## Problem to work on
Begin at the line that has "TARGET: green conifer shrub" and stop after the line that has "[(378, 426)]". Rewrite those lines with "innermost point" swapped for "central point" and nothing else altered.

** start of Data supplied **

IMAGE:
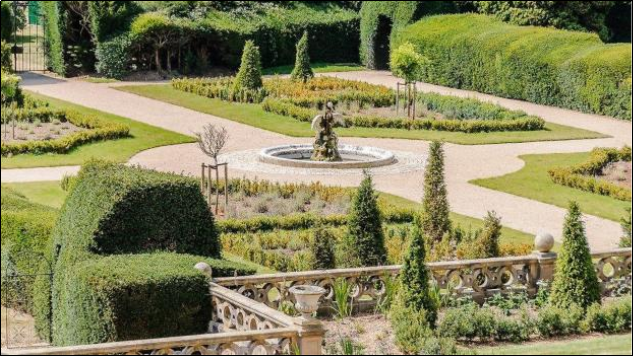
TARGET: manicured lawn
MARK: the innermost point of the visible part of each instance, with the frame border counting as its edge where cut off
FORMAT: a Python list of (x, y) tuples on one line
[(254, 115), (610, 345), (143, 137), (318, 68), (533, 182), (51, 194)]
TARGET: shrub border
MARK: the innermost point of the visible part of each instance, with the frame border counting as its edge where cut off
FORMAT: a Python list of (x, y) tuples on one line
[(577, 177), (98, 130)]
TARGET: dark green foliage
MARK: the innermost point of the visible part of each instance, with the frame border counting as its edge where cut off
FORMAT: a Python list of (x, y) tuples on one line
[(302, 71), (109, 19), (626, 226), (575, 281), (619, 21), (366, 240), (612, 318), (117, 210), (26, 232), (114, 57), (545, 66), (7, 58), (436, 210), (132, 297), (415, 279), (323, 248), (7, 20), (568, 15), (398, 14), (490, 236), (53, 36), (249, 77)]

** end of Data supplied **
** start of Data supplied **

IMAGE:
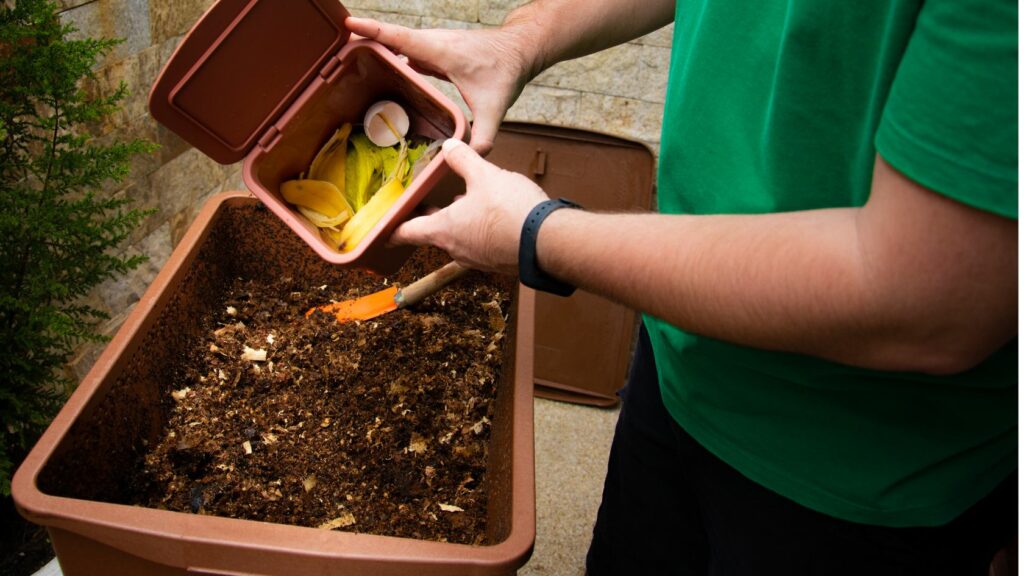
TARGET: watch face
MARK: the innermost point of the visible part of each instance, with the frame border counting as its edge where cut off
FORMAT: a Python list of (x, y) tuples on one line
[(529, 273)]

** end of Data supplied **
** start of Data supplied **

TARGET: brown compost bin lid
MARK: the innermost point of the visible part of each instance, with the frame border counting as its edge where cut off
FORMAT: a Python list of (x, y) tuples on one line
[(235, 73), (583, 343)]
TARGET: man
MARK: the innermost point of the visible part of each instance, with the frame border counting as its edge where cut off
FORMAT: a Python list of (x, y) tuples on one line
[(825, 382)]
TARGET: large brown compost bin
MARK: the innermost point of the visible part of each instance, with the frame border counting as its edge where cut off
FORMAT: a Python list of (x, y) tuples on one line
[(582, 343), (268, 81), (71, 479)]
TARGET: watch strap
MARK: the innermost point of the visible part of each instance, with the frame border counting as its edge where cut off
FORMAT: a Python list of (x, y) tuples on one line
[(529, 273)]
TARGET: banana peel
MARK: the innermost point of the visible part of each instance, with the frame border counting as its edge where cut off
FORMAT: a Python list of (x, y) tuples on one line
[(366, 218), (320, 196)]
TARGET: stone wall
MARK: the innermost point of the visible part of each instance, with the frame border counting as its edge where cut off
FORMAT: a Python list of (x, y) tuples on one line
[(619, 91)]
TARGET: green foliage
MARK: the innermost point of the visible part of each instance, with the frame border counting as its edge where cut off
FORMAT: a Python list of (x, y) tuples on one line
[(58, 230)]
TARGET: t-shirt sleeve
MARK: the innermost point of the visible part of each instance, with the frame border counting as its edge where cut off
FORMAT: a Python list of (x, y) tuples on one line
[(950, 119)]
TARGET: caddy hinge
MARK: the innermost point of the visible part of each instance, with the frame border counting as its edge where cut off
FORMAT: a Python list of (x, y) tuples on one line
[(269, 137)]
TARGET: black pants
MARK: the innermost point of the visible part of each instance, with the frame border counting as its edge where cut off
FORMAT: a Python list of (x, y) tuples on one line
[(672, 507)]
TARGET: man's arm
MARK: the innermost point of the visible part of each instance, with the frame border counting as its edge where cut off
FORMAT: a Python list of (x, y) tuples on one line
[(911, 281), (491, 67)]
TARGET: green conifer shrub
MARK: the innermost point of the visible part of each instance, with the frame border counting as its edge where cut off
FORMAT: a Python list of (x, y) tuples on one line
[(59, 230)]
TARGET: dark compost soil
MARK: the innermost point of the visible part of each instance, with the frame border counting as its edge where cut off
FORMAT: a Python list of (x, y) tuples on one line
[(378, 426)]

** end of Data supplied **

## Response
TARGET: green conifer shrub
MARK: the central point of the visible part of each instance, with the frame border counting as its edge where cut off
FORMAT: a Python list of (x, y) tuples on one line
[(59, 230)]
TARGET: dark compost soil
MARK: the central point of the visible part of each instance, with the frame border counting as its edge where cut off
FORMAT: a Python list of (x, y) tuples on one line
[(378, 426)]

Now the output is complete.